# Exercise inputs
Segment Open

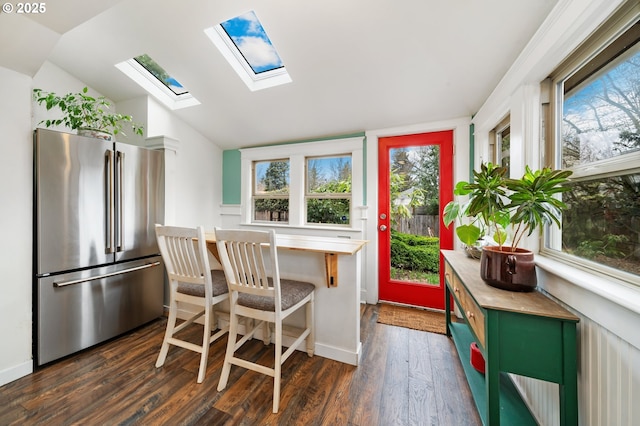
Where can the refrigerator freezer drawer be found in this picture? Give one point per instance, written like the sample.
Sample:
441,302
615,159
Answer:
78,310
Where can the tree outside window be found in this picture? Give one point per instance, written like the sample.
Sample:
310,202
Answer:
328,190
271,191
600,142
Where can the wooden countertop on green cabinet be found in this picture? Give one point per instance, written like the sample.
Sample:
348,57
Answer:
522,333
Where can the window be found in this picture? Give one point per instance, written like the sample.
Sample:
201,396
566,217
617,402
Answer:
598,137
159,83
245,45
501,144
271,191
317,184
328,190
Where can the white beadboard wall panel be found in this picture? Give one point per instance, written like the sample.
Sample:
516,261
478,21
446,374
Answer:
608,381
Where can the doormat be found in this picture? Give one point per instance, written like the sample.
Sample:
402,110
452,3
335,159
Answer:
417,319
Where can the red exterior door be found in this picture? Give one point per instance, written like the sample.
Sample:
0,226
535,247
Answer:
412,167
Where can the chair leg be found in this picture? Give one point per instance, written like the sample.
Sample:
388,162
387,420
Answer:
231,343
171,325
266,333
310,323
277,367
206,336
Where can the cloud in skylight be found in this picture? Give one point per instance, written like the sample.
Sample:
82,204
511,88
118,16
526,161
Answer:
249,36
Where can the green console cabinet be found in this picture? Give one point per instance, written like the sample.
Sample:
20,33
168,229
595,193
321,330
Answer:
522,333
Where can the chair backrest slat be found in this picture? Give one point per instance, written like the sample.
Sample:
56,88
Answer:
243,253
185,256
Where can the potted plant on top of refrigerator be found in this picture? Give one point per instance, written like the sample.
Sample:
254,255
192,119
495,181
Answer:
88,115
507,210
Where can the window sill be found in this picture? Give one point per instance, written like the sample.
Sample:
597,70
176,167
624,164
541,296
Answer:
328,228
612,303
611,289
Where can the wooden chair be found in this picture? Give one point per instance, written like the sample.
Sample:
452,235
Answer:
191,281
266,299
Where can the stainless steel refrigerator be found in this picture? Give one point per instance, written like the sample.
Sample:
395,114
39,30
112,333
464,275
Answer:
97,268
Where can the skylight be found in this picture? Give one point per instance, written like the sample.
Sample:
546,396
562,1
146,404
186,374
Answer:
158,72
154,79
245,45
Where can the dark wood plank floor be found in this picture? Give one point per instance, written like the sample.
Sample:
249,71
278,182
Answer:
406,377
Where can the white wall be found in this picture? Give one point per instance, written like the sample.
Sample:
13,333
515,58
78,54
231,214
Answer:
196,174
15,225
193,170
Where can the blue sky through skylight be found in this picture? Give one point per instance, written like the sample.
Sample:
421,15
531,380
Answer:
249,36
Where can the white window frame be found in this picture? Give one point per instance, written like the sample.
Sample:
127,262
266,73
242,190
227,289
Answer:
326,195
297,154
136,72
622,164
255,196
230,52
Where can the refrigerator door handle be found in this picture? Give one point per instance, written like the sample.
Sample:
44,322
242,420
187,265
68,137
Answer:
120,221
110,222
99,277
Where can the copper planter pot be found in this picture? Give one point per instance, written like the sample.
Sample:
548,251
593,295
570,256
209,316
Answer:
503,268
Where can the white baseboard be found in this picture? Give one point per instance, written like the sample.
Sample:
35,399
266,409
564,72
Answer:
16,372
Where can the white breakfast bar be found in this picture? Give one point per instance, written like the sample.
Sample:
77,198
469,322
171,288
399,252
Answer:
333,265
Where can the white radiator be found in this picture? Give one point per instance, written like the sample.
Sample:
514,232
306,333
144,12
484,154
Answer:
608,381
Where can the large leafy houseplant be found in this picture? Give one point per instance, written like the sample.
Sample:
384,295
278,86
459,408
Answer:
83,112
498,204
507,210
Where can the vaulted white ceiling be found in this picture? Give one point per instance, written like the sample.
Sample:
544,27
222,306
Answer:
356,65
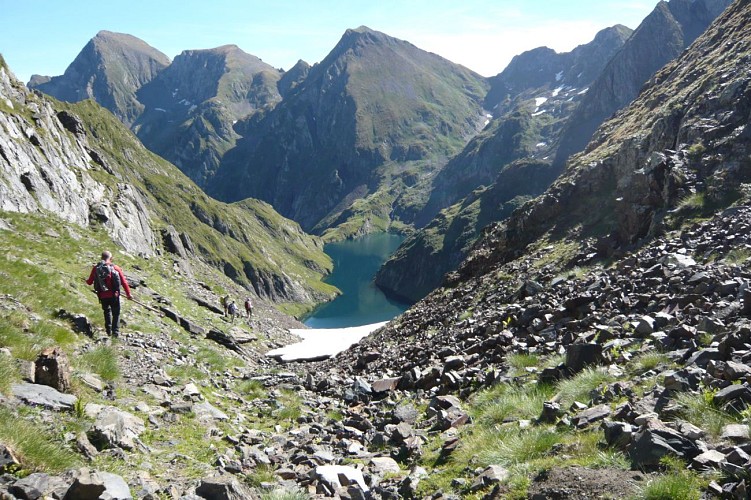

Segment Closed

# Task prompt
Looking at the records above, work out how many lines include the word "wall", then give that number by itself.

# Answer space
2